__Excerpted passage__:
--- START ---

We pass on to devote our attention to question No. 2 propounded by counsel for the Port Authority in this appeal. Again let us visualize the hinterground of that appellate criticism. In our examination of the transcript of the testimony we observe that it was counsel for the appellant who initially ushered into consideration the conveyance on July 27, 1950 of the Allison Land Company to Ercole Tamburelli on the direct interrogation of his expert witness Rooney. The purchase price was $6,981.46. Assuredly this originated the privilege of counsel for the condemnee to cross-examine the witness upon the influence his knowledge of that conveyance had upon his opinion of the value of the subject property and the possible causes for a modification of its influential tendency.

In so doing counsel for the condemnee exhibited to the witness a certified copy of a subsequent deed on April 10, 1951, of conveyance of the property by Tamburelli to Hudson Apartments at a considerably higher price and requested the witness to verify the therein stated purchase price of $30,000. This deed had been offered and admitted in evidence by counsel for the condemnor. At that point the interrogation of the witness was interrupted by an objection interposed by counsel for the condemnor, who asserted the cause of his objection to be that Hudson Apartments was a corporation of which Tamburelli owned 80% of the capital stock, his daughter owned 10%, and his son-in-law 10%. The trial judge overruled the objection to the question and assured objecting counsel of the opportunity to disclose the asserted family interest inherent in the transfer. Counsel for the condemnor availed himself of the opportunity, called the grantor, Tamburelli, as a witness, exposed by his testimony the verity of the assertion concerning the identity and relationship of the stockholders of the grantee, and tendered in evidence a certified copy of a mortgage delivered on April 27, 1951 by the Hudson Apartments to the Trust Company of New Jersey for a loan of $357,000 granted under the National Housing Act.

The following colloquy ensued:

“The Court: I think we understand the situation. I don’t see why you have to, unless you want to — I don’t see why you have to burden it any further with the mortgage.

--- END ---

Collected data
--- START ---

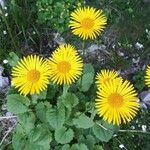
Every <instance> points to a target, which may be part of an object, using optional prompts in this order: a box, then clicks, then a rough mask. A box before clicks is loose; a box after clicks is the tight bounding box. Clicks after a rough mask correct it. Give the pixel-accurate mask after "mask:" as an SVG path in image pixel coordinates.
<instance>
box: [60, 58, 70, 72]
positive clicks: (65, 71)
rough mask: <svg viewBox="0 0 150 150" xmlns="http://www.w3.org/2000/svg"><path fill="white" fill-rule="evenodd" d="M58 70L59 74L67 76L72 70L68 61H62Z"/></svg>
mask: <svg viewBox="0 0 150 150" xmlns="http://www.w3.org/2000/svg"><path fill="white" fill-rule="evenodd" d="M57 69H58V70H59V72H61V73H64V74H65V73H68V72H69V70H70V69H71V65H70V63H69V62H67V61H62V62H60V63H59V64H58V65H57Z"/></svg>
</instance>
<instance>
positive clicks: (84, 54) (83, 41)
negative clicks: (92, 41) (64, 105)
mask: <svg viewBox="0 0 150 150" xmlns="http://www.w3.org/2000/svg"><path fill="white" fill-rule="evenodd" d="M82 51H83V59H85V41H84V40H83V42H82Z"/></svg>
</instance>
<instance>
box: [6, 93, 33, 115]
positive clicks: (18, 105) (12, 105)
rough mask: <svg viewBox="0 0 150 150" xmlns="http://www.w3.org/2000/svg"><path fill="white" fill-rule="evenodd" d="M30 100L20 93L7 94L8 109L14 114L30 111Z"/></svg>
mask: <svg viewBox="0 0 150 150" xmlns="http://www.w3.org/2000/svg"><path fill="white" fill-rule="evenodd" d="M29 105H30V100H29V99H28V98H27V97H24V96H21V95H19V94H11V95H8V96H7V107H8V110H9V111H10V112H12V113H14V114H20V113H24V112H27V111H28V106H29Z"/></svg>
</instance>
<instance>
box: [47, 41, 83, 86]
mask: <svg viewBox="0 0 150 150" xmlns="http://www.w3.org/2000/svg"><path fill="white" fill-rule="evenodd" d="M49 64H50V68H51V69H50V78H51V80H52V81H53V82H54V83H56V84H60V85H62V84H67V85H69V84H71V83H73V82H75V80H76V79H77V78H78V77H79V76H80V75H81V73H82V70H83V62H82V59H81V58H80V56H79V55H78V53H77V51H76V50H75V48H74V47H73V46H71V45H69V44H66V45H60V47H58V48H57V49H56V50H55V51H54V52H53V54H52V57H51V58H50V61H49Z"/></svg>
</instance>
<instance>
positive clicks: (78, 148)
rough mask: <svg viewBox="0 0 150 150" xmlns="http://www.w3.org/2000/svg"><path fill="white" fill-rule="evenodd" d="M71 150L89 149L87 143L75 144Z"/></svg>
mask: <svg viewBox="0 0 150 150" xmlns="http://www.w3.org/2000/svg"><path fill="white" fill-rule="evenodd" d="M70 150H88V148H87V146H86V145H85V144H82V143H81V144H73V145H72V147H71V149H70Z"/></svg>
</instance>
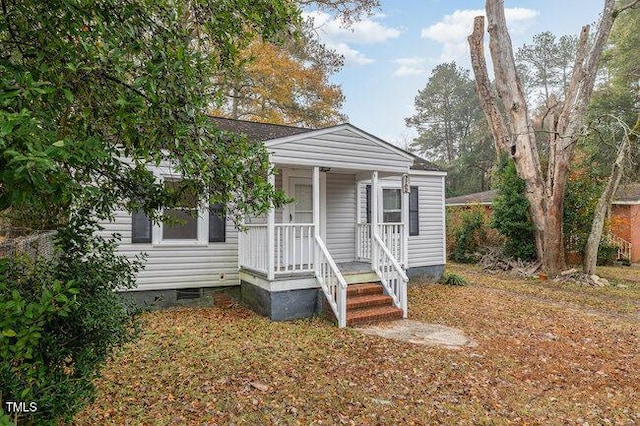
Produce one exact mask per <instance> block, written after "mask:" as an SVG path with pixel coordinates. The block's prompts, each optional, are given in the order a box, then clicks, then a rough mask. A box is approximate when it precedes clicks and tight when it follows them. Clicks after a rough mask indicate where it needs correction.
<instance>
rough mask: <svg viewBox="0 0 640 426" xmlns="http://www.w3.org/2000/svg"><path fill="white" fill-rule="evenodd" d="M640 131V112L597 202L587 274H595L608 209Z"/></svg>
mask: <svg viewBox="0 0 640 426" xmlns="http://www.w3.org/2000/svg"><path fill="white" fill-rule="evenodd" d="M639 131H640V114H639V115H638V120H637V121H636V124H635V126H634V128H633V130H632V131H631V134H629V132H626V131H625V135H624V138H623V139H622V142H621V143H620V146H619V147H618V156H617V157H616V161H615V162H614V163H613V167H612V170H611V176H609V179H608V180H607V186H606V187H605V189H604V191H603V192H602V195H600V198H599V199H598V203H597V204H596V210H595V213H594V215H593V222H592V224H591V232H590V233H589V238H588V239H587V246H586V248H585V252H584V261H583V267H584V272H585V274H588V275H593V274H595V273H596V263H597V261H598V247H599V246H600V240H601V239H602V230H603V228H604V221H605V219H606V215H607V210H608V208H609V206H610V205H611V201H613V196H614V195H615V193H616V191H617V190H618V184H619V183H620V178H621V177H622V171H623V169H624V159H625V155H626V153H627V151H628V149H629V146H630V144H631V142H632V141H635V140H637V137H638V132H639Z"/></svg>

--- END ---

__Your tasks__:
1) Repeat the part of the condemnation appeal passage from "The following colloquy" up to and including "with the mortgage.", word for word.
2) Keep writing the condemnation appeal passage, picking up right after its last sentence.

__Activity answers__:
1)
The following colloquy ensued:

“The Court: I think we understand the situation. I don’t see why you have to, unless you want to — I don’t see why you have to burden it any further with the mortgage.

2)
Mr. Watson: Very well. If your Honor prefers that we should not offer that mortgage, I will withdraw it.
The Court: Well, you have before the jury now that this sale, to which Mr. Breslin made mention, was one to a corporation in which he owns 8 shares, and his daughter owns 1, and his son-in-law owns the other.
Mr. Watson: Yery well. I will stand there. I withdraw the offer.”

If, then, wo recognize the inquisitorial nature and purpose of a condemnation proceeding which contemplates the exploration of recent sales of similar properties, we must foresee the propriety of permitting within the bounds of reasonable discretion a liberal ventilation on the direct, re-direct, and cross-examination of the witnesses of the material and significant intrinsicalities of those transactions. In the present case the inherent and distinctive characteristics of both the Castellano contract of sale and the Tamburelli conveyance to Hudson Apartments were fully exposed for the information of the jury. After our reading of the explanatory and instructive charge of the court, it is not perceptible to us how the jurors could have been thereby rationally misguided or deceived.

This appeal is essentially an exemplification o£ one wherein counsel for the appellant complains of alleged errors which he himself nurtured.

In conclusion, we are not persuaded that the admission of the evidence to which the appellant refers surpassed, in the circumstances in which it occurred at the trial, the confine of sound and reasonable judicial discretion especially to a degree so prejudicially harmful to the substantial rights of the appellant as' to warrant a reversal of the judgment. The judgment is therefore affirmed.